_TASK A_
Find every row that contains the word "laptop" and copy each of those rows.

_PROVIDED TEXT_
-- START --

When we got to King's apartment, it was after midnight. Ah, there were troops on the street, the guard was rolling up and down the street, and there will still kids who were challenging the guard, breaking windows, throwing rocks, and throwing molotov cocktails. Ah, we went up to the top floor, knocked on the door, and Andy Young opened the door and it was amazing, because the place was packed with people and the, the heat from the place just hit you and it was hot outside anyway. And the people were everywhere in the place and they were all kids, males, and they were the kind of kids that everybody hates. They were young, Black street kids. Ah, and they wanted to go out there and throw rocks and they were gang leaders and King was preaching non-violence to them. And they would ask questions, and King would repeat, King would talk, they would ask questions, he would repeat. This went on for hours as the two emissaries from the President of the United States stood in a corner. Um, the place was just suffocatingly hot, but King took time until he had reached every last mind and was sure that none of these kids was going to go out and get himself killed. Only at that point, did he let them go and then wake up his wife and give us coffee and begin his conversation with us.
Great, thank you. OK, now--
So you're driving down Grand River--
A colleague of mine and I, he was also Black, were driving up Grand River one night to find out what the level of violence was in the city when a convoy of state police cars went past the other way, and troopers yelled out at us, "Get off the street! Get off the street! There's snipers!" And we continued up the street and we're going to make a left turn onto Joy Road when all of a sudden this convoy had turned around and was, had pulled us over and we were surrounded by people screaming at us, "Get out of the car! Out of the car! Out of the car!" And normally I would have stuck my hand in my inside pocket and pulled out my credentials to prove I was from the Department of Justice. But I knew if I did that, somebody'd shoot me. So I came out of the car with my hands up and what I saw was, I was circled by people with long guns and pistols and they were all pointing at me and they were all nervous people and they were all White. And I'm a Black guy and I'm a high government official but I was a nigger, a nigger in White America, and I thought at that moment I was going to be dead, 35 years old and dead at the corner of Joy Road and Grand River. Fortunately, somebody heard me screaming, "Department of Justice! Department of Justice!" And about the time they heard me screaming they stopped pulling some other people out of a car, they were tearing their clothes and they just stopped when they knew they had Justice Department officials around. We explained who we were, and the other people explained that they, the guy was coming from work at a, at a auto plant where he was an essential worker. So they admonished us to be careful and they went away. My legs were shaking. And I got in the car and this other car drove away. It was an old White Buick and it was spewing a lot of smoke and the guy, I heard the guy yell after the troopers, "Motherfuckers!" And at that point my legs starp--stopped shaking and I returned to normal.

-- END --

_PROVIDED RECORDS_
-- START --

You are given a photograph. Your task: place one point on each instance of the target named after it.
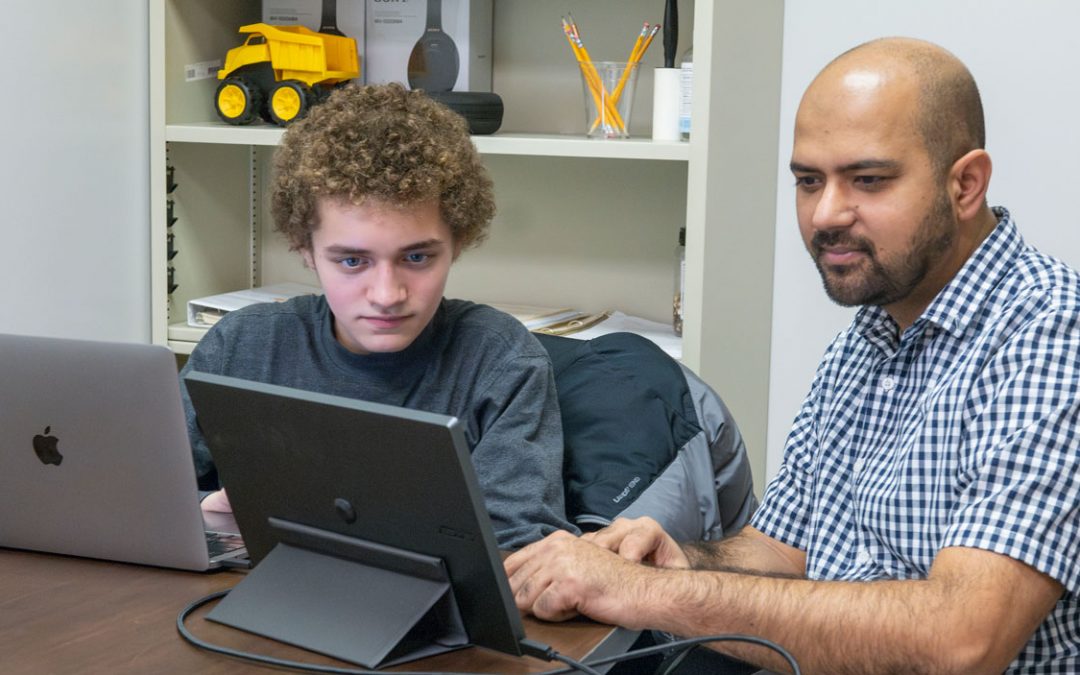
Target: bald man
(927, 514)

-- END --
-- START --

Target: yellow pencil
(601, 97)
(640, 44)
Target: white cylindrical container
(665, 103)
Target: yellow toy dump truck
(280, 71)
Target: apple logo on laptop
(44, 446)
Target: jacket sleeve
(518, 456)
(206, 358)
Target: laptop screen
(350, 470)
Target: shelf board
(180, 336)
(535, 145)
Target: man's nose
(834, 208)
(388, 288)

-- END --

_TASK B_
In the interview text above, what road was the car about to turn left onto when the state police convoy pulled it over?

_EXPECTED OUTPUT A_
Target: apple logo on laptop
Target: laptop screen

_EXPECTED OUTPUT B_
Joy Road.